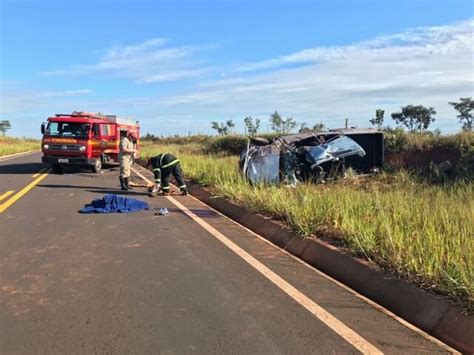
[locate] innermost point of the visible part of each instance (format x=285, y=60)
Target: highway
x=189, y=282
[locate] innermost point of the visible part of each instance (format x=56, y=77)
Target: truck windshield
x=68, y=129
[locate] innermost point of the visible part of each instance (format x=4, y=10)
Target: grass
x=420, y=231
x=17, y=145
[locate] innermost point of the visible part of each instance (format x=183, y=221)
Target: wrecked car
x=310, y=156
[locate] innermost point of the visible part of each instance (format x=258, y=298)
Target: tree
x=5, y=126
x=280, y=125
x=378, y=120
x=252, y=127
x=464, y=107
x=221, y=128
x=415, y=118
※
● **Aim**
Put every line of the material above into a JSON list of strings, one string per line, with blank lines and the picture left out.

● **The response**
[
  "[locate] innermost point of the visible part of each instance (format x=285, y=60)",
  "Target: highway",
  "x=189, y=282",
  "[locate] innermost point of the visible part of each instance (format x=56, y=77)",
  "Target: truck windshield",
  "x=68, y=129",
  "[locate] innermost point of the visible part of each instance (format x=4, y=10)",
  "Target: grass",
  "x=420, y=231",
  "x=17, y=145",
  "[locate] innermost point of the visible part of each instance (format x=183, y=221)",
  "Target: wrecked car",
  "x=310, y=156",
  "[locate] innermost point of the visible part of each instance (format x=258, y=298)",
  "Target: tree",
  "x=5, y=126",
  "x=280, y=125",
  "x=378, y=120",
  "x=252, y=127",
  "x=464, y=107",
  "x=221, y=128",
  "x=415, y=118"
]